Your goal
Please explain, in one to three sentences, why the text below on incremental improvement says a difference of 1.3 hits per game may not decide the outcome on any given day.

Document section
......
The arrival of summer and the opening of economies means getting right back into the swing of things for a lot of us. Whether you’ve been going full out the entire time, or if you’re just getting out of survival mode, it’s worth taking stock of what you can do to improve your business.
Incremental Improvement is the Surest Path
Improvement seldom occurs by accident; it happens when you specifically take steps to make it happen. That’s why the systems common in IT, from Kaizen to Six Sigma to the Lean methodology, are all focused on small, everyday improvements. These small improvements are continuous work, but over time they add up to positive outcomes. A good analogy for how this works is baseball.
The Impact of Better Hitting
This analogy is slightly simplified, but illustrates the point quite well. If Team A bats .275 and Team B bats .325, that ends up being a difference of around 1.3 hits per game. Batting average doesn’t measure what type of hits or whether there’s already a runner on base when the hit occurs. So on any given day, the difference of 1.3 hits may not factor into the outcome; either team could win. But over the course of a 162 game season, a reasonable hypothesis is that Team B is going to win more often than Team A.
The median hits per run in 2019 was 1.77, and using that number Team A will score 4.19 runs/game, and Team B will score 4.96 runs/game at their respective batting averages. Over the 162 game season, Team A will end up scoring 679 runs and Team B will end up scoring 803 runs. (For reference, playoff teams in 2019 average 856 runs and non-playoff teams averaged 746.) So Team A is well outside of the playoffs, and Team B could at least be close to a playoff spot.
The team with the better batting average is almost surely going to have a better record over the course of the season, (unless it has substantially below average pitching).
Where Does Superior Batting Come From?
......
Entries from an annotation dataset

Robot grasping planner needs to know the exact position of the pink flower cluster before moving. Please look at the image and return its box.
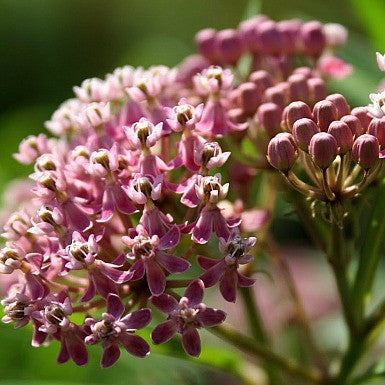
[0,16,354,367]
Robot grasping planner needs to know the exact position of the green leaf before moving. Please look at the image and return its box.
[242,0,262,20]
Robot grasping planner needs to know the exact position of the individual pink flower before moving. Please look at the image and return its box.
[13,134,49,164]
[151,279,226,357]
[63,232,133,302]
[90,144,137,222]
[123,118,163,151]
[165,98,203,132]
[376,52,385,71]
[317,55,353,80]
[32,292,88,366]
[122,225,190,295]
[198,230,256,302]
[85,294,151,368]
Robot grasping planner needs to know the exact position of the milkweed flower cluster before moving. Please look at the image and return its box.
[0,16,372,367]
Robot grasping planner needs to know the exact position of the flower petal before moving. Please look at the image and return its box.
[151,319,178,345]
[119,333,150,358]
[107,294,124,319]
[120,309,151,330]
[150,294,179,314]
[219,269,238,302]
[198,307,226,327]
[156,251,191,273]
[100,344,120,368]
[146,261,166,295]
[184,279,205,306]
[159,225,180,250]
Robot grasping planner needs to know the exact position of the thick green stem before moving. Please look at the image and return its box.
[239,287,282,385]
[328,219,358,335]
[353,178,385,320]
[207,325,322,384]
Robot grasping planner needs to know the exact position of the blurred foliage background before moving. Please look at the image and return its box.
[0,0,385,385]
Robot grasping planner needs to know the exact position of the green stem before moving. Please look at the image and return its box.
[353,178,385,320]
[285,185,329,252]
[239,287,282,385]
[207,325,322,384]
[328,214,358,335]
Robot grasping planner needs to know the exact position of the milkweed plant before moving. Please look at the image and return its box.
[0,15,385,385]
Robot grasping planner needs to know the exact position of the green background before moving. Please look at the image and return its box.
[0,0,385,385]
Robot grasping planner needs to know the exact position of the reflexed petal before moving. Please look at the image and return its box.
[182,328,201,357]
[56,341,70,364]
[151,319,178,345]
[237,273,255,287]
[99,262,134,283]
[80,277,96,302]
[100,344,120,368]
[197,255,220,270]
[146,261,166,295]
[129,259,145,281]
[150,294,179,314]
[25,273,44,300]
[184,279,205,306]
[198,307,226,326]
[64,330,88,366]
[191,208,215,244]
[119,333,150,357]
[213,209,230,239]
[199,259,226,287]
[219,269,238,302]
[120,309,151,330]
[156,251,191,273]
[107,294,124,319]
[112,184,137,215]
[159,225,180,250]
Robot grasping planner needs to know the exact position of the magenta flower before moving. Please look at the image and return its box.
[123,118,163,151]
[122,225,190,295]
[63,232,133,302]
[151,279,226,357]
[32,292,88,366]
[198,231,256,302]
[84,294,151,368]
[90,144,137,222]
......
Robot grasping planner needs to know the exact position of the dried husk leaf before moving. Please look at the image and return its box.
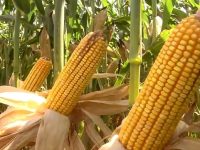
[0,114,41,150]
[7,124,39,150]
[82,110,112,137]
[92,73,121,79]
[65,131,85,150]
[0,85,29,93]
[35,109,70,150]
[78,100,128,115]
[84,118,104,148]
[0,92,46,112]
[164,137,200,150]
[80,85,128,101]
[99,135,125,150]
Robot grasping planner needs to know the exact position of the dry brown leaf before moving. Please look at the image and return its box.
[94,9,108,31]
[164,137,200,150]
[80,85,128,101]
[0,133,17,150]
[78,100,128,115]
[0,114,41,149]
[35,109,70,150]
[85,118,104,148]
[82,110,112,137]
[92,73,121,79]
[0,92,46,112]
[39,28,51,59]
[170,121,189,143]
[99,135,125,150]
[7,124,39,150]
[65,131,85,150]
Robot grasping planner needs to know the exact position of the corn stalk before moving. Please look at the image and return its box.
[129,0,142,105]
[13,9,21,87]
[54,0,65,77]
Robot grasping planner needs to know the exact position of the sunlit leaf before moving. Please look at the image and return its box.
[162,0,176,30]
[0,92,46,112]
......
Solution
Batting average doesn't measure what type of hits a team gets or whether a runner is already on base when a hit occurs. So on any single day, the 1.3-hit difference may not factor into the outcome, and either team could win.